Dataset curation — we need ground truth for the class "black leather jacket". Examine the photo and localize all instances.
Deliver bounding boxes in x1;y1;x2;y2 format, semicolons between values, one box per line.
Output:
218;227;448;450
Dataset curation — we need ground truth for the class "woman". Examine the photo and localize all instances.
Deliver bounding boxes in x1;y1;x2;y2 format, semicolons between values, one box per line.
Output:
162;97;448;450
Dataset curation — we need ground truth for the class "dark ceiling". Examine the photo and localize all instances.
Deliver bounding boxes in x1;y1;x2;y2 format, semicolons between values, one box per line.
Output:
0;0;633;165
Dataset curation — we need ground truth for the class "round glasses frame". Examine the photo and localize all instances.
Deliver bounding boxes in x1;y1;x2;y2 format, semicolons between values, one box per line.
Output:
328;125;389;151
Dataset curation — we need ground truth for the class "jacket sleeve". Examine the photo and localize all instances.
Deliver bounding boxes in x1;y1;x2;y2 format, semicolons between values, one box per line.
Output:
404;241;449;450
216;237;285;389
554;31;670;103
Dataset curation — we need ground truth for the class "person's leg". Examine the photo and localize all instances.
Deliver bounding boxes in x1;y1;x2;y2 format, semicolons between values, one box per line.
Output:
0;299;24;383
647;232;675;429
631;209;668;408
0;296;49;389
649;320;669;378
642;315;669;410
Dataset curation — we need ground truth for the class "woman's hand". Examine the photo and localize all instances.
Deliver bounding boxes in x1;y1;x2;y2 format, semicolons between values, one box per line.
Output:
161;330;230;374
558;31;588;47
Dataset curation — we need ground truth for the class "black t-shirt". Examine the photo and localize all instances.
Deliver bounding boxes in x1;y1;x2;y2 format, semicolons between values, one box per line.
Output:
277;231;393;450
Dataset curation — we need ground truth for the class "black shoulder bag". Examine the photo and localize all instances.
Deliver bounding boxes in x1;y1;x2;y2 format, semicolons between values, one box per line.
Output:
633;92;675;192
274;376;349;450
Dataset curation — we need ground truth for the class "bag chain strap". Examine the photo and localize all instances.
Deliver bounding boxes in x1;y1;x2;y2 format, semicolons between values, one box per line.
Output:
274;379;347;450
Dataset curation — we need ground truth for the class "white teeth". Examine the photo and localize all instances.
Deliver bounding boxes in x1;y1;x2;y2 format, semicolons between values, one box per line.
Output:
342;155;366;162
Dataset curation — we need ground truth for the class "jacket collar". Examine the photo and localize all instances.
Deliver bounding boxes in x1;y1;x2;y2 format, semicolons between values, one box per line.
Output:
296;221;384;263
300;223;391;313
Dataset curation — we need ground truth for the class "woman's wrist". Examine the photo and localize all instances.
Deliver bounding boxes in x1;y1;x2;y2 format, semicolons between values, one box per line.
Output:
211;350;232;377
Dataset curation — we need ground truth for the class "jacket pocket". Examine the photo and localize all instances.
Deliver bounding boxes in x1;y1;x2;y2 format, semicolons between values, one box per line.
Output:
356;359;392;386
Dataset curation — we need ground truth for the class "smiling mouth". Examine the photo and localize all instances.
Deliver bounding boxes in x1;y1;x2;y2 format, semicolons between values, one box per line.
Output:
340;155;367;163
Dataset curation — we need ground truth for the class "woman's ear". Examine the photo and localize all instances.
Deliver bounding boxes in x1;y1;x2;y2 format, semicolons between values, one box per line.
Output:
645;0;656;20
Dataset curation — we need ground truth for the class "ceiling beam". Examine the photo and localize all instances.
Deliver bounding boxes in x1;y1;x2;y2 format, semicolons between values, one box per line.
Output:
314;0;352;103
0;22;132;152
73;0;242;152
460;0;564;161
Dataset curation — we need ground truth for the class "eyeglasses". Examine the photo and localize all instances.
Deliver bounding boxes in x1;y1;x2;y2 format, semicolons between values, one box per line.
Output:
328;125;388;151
☆ ☆ ☆
→ THE TASK
Revise all of the material above, replacing "ground truth" with "reference labels" everywhere it occurs and leaving everything else unchanged.

→ RESULT FOR THIS TASK
Dataset curation — we need reference labels for the class "black leather jacket". Examine the photo and localize all instances.
Deliver bounding boxes in x1;y1;x2;y2 format, semicolons between values, one box per line.
Output:
218;227;448;450
Dataset curation — we need reference labels for the class "woman". Examine the photo and localize all instances.
Deliver bounding boxes in x1;y1;x2;y2 format, semicolons between values, one box per line.
Output:
162;97;448;450
Dataset curation — we need reference labels for the class "dark ceiling". Examine the photo and localize all instances.
Deliver bounding boxes in x1;y1;x2;y2 format, semicolons between values, one box per line.
Output:
0;0;633;165
Dataset curation — we need reference labels for the class "round glasses frame". Examine the photo and localize all instances.
Deliver bounding boxes in x1;y1;x2;y2 format, semicolons between values, one box per line.
Output:
328;125;389;151
Dataset curation — we need reference labels for the class "jacket sleeve". Examine the photo and localize all instances.
Deliver bounding boxes in x1;y1;x2;y2 format, semicolons between values, one box per line.
Output:
404;241;449;450
216;237;285;389
554;31;670;103
Dataset curation — we need reference labels for the class "person's leg". Examine the photo and localize all instances.
Deliver bounding boxes in x1;y1;x2;y2 format, semicolons between values, one box per line.
Output:
0;299;24;383
647;232;675;429
631;209;668;408
0;296;49;389
649;320;669;378
642;315;669;410
Dataset curation — we need reference labels for the class "woman's hand". Examine the photo and localize all instances.
Deliver bounding boxes in x1;y1;x2;y2 format, semicolons between values, one box per line.
Output:
161;330;230;374
558;31;588;47
Dataset curation — we need reference labels for the class "black t-shirt". Examine the photo and localize all instances.
Deliver bounding boxes in x1;y1;x2;y2 format, semicolons between values, one box per line.
Output:
277;231;393;450
Dataset curation — we need reference labels for the class "black shoulder bag". Examine the photo and localize all instances.
Deliver bounding boxes in x1;y1;x2;y2 format, semicolons between values, one box per line.
Output:
633;92;675;192
274;376;349;450
Dataset curation — we need reference labels for the class "bag chain strap". Examine the photo and localize all instances.
Deliver bounding boxes in x1;y1;x2;y2 format, semicolons between values, one box per line.
Output:
274;379;347;450
Dataset curation — we need reference labels for the class "white teeth". Examine the photo and localize all instances.
Deliver bounding boxes in x1;y1;x2;y2 format, semicolons between values, one box per line.
Output:
342;155;366;162
Dataset curation — we need reference labels for the class "jacket collar". Examine the photo and localize all instances.
Deliver bounding boxes in x1;y1;x2;y2 format, semicolons between values, one box per line.
Output:
296;221;384;263
300;223;391;313
Dataset curation — we need reference labels for the class "woman's wrist". Examine the photo and localize all instances.
Deliver bounding boxes in x1;y1;x2;y2 format, semicolons between values, one box per line.
Output:
211;350;232;377
Dataset curation — we need reference labels for the class "jacket pocket". Examine the photo and localize all instances.
Deliver bounding boxes in x1;y1;x2;y2 format, semicolons between values, one box per line.
Output:
356;359;392;386
Dataset curation — we need reference labels for the class "smiling mouth". Examine the photo and localize all instances.
Deliver bounding boxes in x1;y1;x2;y2 format, semicolons between values, one box per line.
Output:
340;155;367;163
Dataset curation — we need reference labels for the class "woman's ear". Examine the photo and localize all instances.
Deliver bounding boxes in x1;y1;x2;y2 format, semicolons between values, one box per line.
Output:
645;0;656;20
Dataset curation — we need reference labels for the class "ceiling beam". Examine the photo and localize all instances.
Deliver bounding boxes in x1;y1;x2;y2 format, semicolons between values, one box per line.
Output:
314;0;352;103
0;22;132;152
73;0;242;152
460;0;564;161
Dataset curation — we need reference labels for the class "eyeglasses". Examine the photo and localize all instances.
Deliver bounding boxes in x1;y1;x2;y2 format, semicolons between values, one box per line.
Output:
328;125;388;151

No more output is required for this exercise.